• _What to do_
From the listing below, copy each line that contains the word "bamboo".

• _Given data_
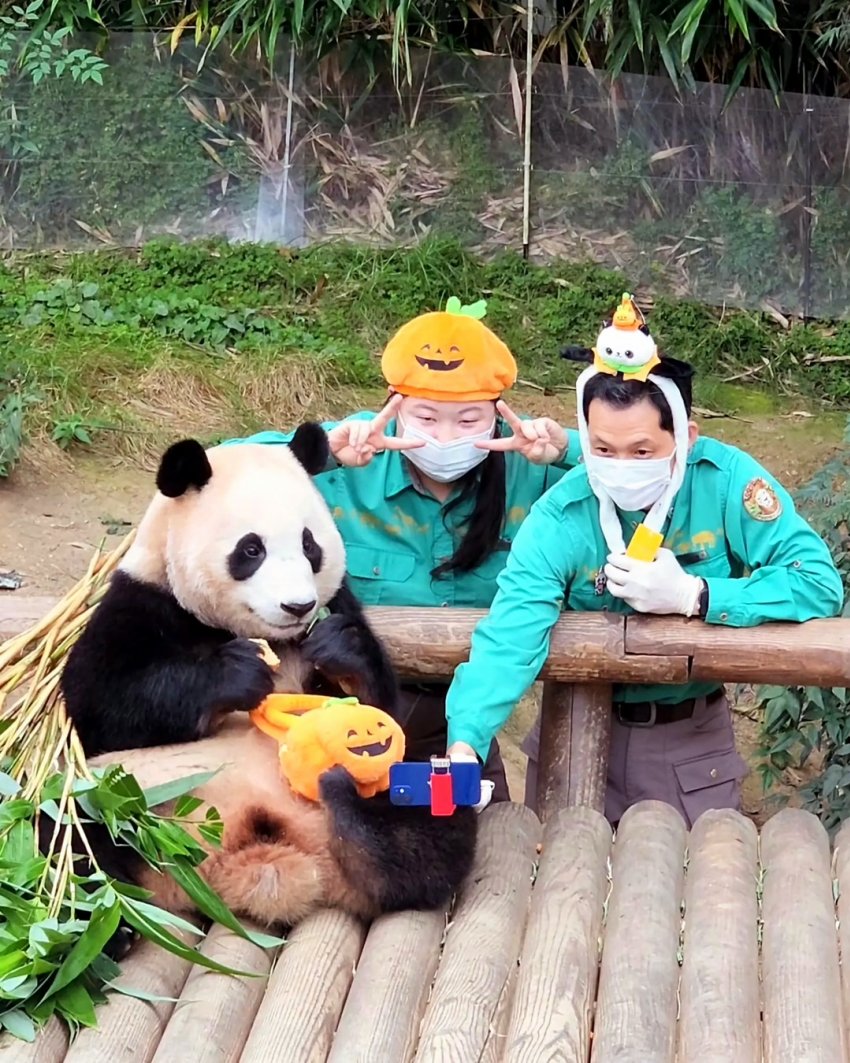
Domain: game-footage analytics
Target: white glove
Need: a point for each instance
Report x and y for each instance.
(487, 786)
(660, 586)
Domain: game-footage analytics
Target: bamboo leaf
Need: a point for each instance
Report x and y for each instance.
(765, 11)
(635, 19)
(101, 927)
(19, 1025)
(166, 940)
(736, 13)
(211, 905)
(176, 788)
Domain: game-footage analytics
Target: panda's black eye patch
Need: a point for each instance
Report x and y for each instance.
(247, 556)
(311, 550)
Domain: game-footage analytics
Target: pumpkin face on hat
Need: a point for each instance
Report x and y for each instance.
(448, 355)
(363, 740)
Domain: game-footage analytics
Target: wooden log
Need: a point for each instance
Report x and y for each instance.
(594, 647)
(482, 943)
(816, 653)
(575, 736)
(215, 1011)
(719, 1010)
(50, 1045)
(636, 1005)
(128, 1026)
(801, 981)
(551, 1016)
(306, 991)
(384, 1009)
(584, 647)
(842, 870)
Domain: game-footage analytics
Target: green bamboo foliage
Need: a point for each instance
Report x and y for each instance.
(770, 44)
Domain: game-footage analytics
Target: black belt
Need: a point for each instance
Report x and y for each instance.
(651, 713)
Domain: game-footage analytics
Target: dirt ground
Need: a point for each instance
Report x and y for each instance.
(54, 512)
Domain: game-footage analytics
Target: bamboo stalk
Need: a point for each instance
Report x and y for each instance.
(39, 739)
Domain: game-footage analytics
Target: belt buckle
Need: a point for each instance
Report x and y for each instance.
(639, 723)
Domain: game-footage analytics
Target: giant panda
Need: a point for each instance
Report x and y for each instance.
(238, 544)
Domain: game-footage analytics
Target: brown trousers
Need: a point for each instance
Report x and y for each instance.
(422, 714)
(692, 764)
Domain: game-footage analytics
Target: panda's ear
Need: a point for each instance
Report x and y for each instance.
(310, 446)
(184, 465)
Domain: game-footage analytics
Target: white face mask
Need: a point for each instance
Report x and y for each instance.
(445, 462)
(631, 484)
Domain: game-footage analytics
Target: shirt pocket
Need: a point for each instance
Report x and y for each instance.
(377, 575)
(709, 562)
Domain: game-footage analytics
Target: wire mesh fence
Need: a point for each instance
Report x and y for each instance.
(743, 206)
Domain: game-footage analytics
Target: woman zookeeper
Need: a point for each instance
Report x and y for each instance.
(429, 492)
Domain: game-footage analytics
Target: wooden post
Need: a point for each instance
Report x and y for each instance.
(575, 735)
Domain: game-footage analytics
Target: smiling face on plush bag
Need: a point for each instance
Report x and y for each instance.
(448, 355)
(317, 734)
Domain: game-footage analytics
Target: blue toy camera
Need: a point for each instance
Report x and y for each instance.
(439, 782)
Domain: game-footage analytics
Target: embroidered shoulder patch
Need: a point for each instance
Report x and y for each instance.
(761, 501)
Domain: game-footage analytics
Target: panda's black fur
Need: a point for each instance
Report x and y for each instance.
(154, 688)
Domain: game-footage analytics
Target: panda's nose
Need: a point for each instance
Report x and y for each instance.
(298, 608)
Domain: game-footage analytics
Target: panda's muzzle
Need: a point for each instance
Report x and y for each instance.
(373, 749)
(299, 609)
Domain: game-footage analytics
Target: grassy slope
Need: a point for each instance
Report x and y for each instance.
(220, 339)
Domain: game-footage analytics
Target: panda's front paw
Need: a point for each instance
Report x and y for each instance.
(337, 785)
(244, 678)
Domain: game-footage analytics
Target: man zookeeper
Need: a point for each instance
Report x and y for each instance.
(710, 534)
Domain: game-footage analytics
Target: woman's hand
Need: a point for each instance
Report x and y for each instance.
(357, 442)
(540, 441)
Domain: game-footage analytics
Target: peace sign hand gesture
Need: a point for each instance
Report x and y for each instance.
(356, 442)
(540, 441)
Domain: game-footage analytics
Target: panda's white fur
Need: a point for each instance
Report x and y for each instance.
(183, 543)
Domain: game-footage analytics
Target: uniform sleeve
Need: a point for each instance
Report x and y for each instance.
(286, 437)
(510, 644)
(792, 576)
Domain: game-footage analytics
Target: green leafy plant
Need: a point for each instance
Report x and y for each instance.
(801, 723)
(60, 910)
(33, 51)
* * *
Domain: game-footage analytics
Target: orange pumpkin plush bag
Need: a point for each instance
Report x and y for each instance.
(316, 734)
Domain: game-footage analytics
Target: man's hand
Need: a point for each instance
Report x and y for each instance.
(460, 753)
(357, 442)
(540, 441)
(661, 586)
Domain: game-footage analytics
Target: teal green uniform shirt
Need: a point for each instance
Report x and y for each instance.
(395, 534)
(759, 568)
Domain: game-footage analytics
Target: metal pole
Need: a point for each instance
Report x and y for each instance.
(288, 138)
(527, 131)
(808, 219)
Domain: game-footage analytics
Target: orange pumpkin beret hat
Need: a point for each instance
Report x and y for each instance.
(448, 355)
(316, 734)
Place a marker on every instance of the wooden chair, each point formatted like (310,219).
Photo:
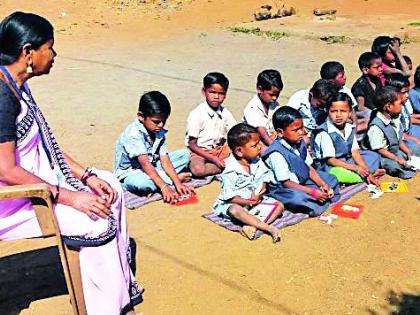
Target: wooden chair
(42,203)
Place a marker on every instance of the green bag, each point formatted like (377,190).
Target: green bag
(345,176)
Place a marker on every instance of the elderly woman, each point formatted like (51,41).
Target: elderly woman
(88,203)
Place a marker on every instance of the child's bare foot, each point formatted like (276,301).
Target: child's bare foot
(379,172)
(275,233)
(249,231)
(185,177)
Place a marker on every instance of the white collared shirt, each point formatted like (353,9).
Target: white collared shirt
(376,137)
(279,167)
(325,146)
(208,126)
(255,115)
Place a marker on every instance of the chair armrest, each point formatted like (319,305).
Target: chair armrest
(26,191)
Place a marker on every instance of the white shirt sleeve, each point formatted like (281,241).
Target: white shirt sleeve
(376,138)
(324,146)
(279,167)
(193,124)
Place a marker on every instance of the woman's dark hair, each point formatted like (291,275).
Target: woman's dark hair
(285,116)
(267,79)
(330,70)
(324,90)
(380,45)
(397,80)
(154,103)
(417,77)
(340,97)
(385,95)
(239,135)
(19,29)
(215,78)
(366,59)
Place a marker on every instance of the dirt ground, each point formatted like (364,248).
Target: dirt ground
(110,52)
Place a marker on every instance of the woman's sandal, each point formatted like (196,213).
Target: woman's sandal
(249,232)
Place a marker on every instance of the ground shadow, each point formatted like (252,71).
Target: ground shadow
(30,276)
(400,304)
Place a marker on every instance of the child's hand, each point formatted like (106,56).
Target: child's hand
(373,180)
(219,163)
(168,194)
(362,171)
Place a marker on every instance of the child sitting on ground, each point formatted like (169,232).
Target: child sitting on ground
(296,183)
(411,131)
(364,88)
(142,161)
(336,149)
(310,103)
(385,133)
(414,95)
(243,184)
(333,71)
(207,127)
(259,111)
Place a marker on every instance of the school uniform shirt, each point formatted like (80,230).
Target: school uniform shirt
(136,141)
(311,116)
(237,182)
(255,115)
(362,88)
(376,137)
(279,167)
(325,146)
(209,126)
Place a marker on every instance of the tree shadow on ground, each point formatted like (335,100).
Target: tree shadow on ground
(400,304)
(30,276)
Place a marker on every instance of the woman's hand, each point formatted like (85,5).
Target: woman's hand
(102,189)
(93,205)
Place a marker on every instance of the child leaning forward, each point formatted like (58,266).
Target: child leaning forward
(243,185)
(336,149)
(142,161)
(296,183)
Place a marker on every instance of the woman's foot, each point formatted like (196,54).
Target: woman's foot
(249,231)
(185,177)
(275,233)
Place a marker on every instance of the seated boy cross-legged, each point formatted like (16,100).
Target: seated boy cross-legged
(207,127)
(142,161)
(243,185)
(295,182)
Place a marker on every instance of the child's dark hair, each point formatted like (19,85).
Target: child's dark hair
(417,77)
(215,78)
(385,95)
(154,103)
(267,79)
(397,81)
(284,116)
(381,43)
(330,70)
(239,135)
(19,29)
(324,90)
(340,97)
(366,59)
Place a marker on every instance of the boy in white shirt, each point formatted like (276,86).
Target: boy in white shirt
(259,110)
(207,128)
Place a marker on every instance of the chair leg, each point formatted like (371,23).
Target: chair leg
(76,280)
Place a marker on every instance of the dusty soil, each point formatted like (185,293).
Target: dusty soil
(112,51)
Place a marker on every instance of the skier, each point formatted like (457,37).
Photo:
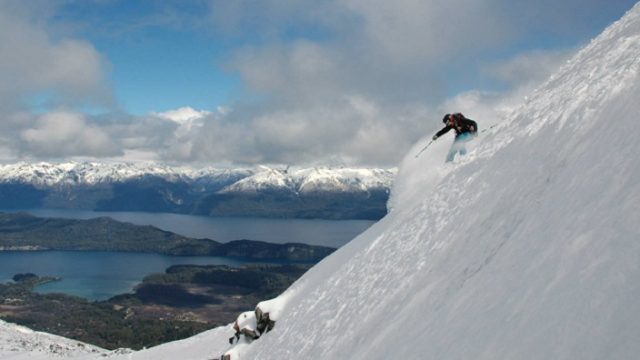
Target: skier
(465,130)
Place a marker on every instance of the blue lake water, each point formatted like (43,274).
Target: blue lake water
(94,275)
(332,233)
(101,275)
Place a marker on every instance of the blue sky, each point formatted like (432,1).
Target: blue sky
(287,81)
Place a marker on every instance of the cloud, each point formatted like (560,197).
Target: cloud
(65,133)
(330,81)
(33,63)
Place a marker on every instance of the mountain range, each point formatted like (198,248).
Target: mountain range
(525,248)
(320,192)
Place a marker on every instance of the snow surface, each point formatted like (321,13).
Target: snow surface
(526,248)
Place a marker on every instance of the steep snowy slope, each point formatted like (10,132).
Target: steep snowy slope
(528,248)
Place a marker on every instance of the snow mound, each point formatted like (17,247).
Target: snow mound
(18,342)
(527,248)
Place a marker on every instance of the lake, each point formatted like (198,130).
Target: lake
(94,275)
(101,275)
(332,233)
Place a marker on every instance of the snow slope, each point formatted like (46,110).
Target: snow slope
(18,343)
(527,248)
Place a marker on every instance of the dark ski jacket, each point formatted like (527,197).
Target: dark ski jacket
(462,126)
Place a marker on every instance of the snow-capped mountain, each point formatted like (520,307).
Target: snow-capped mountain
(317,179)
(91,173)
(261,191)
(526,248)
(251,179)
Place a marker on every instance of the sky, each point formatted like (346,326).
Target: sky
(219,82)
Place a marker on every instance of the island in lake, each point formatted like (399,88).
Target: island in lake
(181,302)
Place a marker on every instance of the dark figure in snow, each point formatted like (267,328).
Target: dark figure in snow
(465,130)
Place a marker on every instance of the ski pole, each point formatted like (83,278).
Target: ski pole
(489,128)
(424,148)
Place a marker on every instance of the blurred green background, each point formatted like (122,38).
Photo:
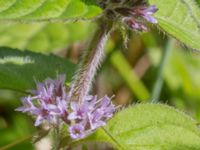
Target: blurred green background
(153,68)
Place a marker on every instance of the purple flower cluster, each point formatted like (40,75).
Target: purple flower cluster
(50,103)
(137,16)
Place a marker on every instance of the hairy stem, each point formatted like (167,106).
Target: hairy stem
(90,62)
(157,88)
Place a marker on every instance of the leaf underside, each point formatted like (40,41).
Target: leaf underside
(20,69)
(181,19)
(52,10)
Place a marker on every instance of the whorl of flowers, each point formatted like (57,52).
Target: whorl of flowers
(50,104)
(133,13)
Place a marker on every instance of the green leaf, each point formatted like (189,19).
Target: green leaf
...
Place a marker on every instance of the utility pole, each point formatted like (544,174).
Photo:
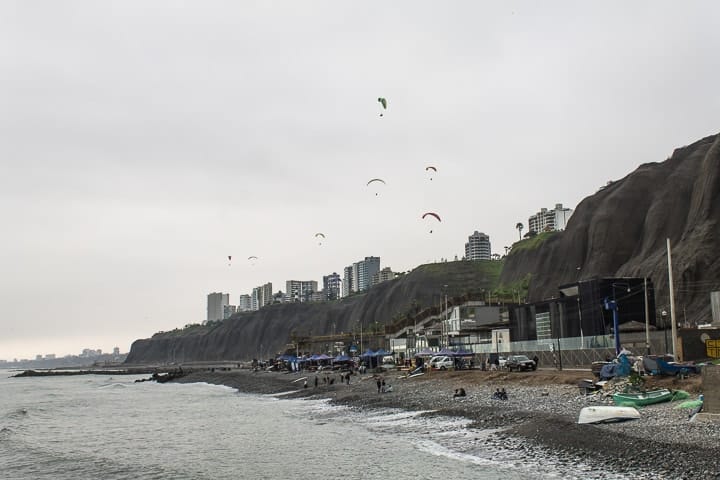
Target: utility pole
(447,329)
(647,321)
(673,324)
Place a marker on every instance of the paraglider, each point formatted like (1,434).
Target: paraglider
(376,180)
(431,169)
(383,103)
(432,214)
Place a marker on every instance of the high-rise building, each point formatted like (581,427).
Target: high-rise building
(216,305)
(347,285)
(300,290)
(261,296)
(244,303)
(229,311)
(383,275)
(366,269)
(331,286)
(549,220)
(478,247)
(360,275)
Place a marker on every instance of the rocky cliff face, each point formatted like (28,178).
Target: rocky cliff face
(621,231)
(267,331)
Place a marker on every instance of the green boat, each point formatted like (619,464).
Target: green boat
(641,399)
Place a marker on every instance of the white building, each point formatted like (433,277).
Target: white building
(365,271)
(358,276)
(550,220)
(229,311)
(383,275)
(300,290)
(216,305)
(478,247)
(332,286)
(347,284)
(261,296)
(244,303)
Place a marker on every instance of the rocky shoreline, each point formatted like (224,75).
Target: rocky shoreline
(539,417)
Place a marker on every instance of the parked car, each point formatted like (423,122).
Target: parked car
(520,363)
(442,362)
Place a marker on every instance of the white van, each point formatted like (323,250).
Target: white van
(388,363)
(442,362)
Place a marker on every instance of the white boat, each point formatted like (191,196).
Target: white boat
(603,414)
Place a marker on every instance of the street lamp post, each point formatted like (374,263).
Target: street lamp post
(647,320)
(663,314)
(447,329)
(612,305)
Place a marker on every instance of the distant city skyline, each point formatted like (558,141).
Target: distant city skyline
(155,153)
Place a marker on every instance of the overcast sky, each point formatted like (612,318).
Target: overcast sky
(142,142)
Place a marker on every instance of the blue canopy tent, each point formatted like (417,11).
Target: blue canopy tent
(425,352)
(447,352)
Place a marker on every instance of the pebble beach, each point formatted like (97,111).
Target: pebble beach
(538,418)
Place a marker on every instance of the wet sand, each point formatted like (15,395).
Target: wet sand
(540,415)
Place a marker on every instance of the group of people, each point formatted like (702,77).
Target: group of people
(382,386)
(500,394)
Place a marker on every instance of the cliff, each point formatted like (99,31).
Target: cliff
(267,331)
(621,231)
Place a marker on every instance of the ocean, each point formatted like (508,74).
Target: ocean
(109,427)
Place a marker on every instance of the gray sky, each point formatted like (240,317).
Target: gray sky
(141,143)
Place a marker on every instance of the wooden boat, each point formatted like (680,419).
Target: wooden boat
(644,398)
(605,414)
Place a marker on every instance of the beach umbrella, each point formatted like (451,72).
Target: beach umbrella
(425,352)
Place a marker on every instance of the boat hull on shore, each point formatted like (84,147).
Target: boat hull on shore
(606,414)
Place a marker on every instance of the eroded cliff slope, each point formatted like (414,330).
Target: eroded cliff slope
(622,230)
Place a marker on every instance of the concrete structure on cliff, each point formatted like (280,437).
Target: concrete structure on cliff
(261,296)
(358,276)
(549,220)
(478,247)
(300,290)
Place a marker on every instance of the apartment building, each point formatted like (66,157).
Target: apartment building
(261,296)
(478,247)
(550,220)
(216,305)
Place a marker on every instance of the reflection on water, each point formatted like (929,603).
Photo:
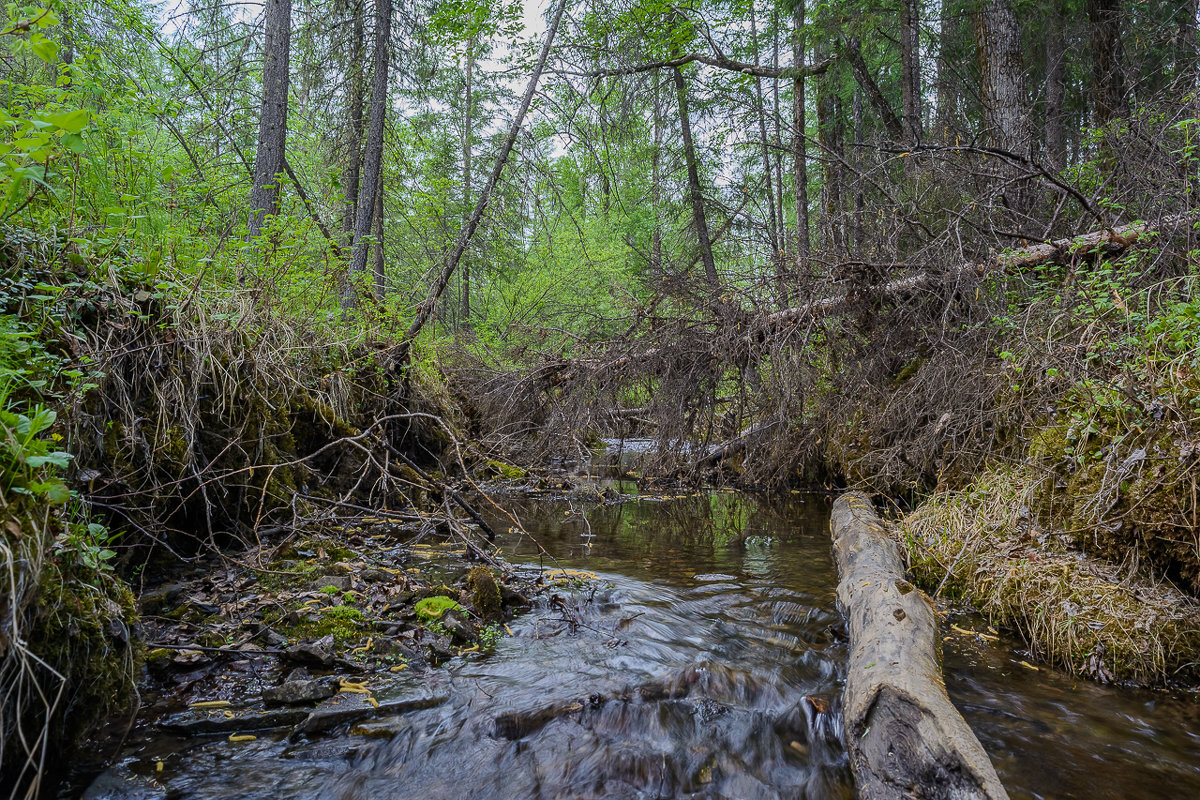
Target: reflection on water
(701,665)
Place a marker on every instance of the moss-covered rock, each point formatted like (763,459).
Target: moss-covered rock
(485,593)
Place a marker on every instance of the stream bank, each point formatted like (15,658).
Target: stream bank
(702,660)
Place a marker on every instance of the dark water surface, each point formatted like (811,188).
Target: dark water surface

• _Output of the exercise_
Target: bamboo leaf
Target: green bamboo foliage
Target: bamboo stalk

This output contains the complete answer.